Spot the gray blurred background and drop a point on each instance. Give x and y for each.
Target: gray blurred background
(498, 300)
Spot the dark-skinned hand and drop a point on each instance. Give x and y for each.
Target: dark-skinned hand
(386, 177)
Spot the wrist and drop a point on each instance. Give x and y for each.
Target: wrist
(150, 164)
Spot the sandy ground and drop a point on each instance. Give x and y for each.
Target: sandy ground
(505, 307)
....................
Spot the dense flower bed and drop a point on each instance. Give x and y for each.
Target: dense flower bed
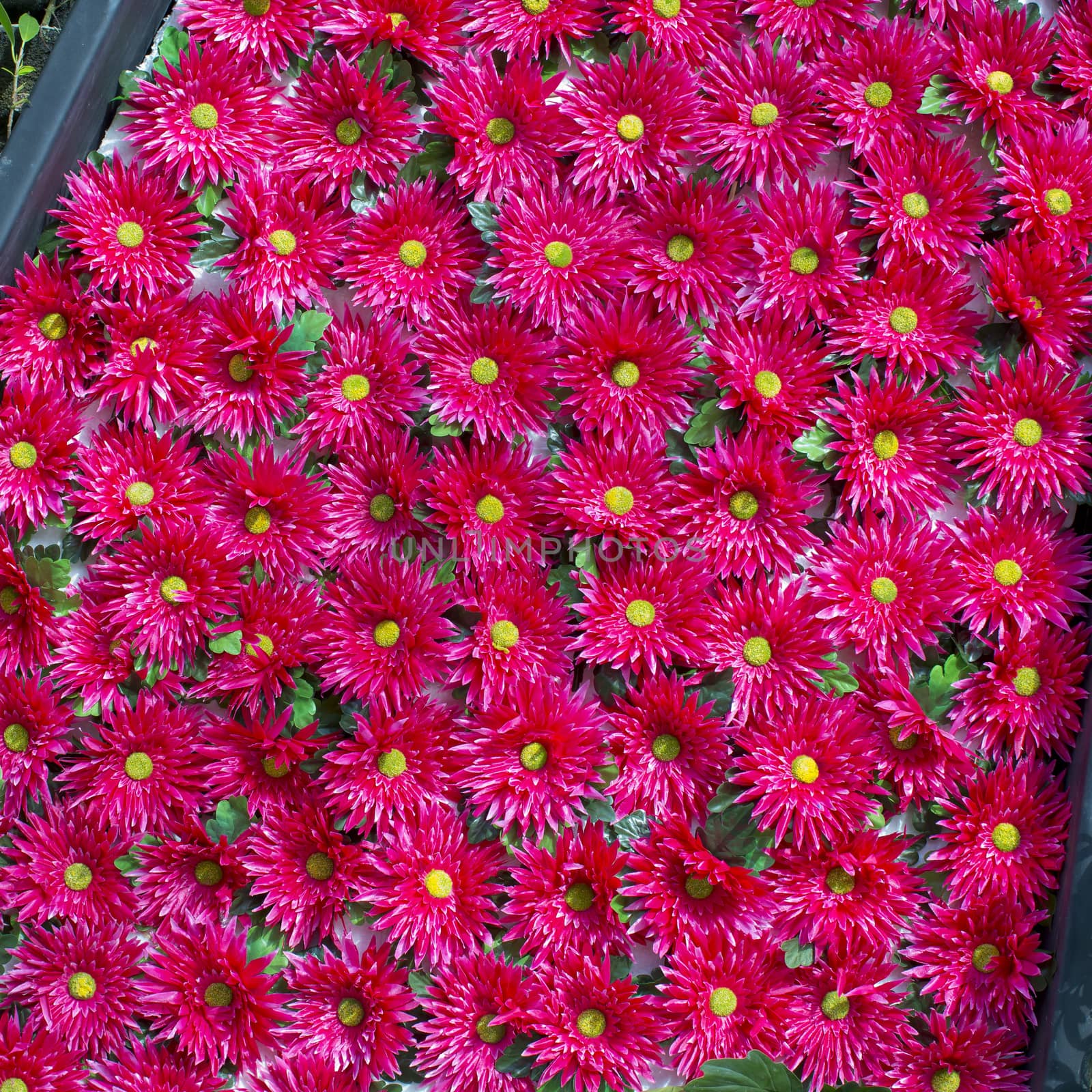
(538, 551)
....................
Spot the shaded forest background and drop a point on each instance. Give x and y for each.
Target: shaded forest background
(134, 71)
....................
_Objective_
Count the lines in the material above that contain the word "sandy". Give only the number.

_Answer to the problem_
2